(Labeled-object pointing entries)
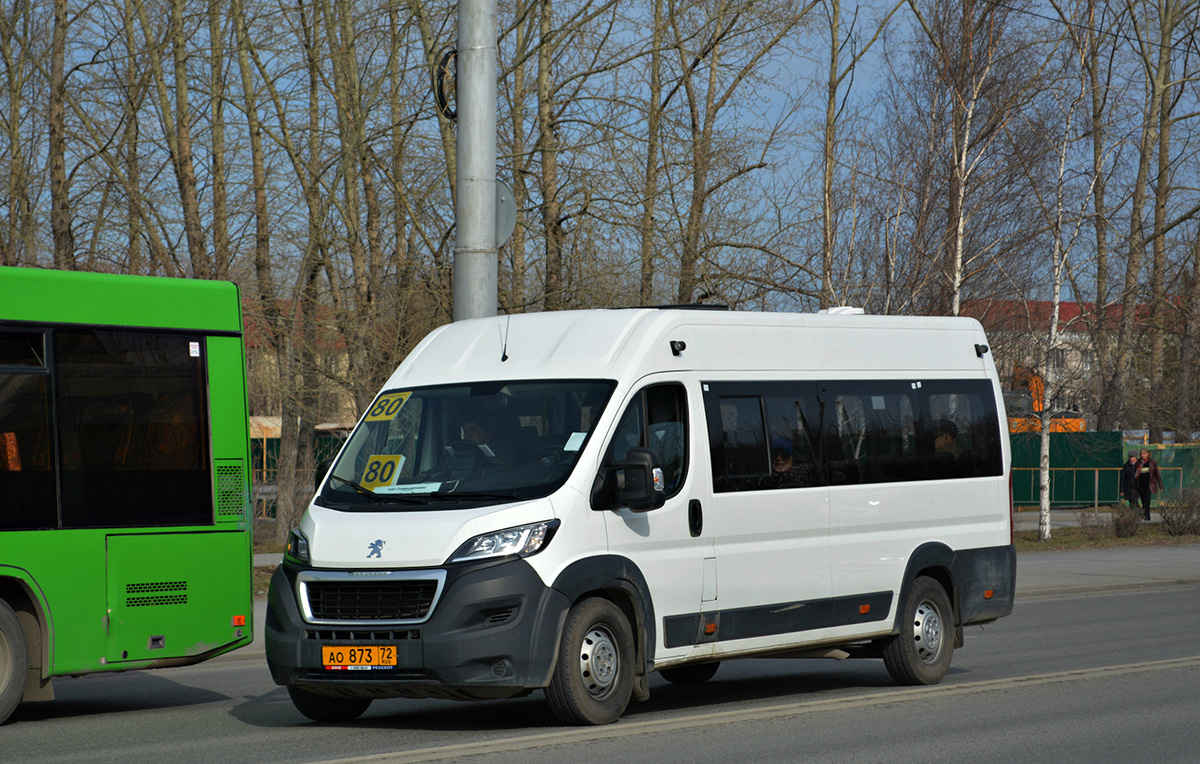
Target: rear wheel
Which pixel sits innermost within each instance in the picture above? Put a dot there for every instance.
(593, 679)
(690, 674)
(921, 654)
(321, 708)
(12, 661)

## [Directions]
Rewrite the material above, replacing "rear wheel" with "back wheel" and leaving everything else as it is. Omit the pictures from your version.

## [Full solution]
Target: back wheel
Which pixel sits innermost within each instance in the picture above? Put a dot there for every instance.
(593, 679)
(690, 674)
(921, 654)
(321, 708)
(12, 661)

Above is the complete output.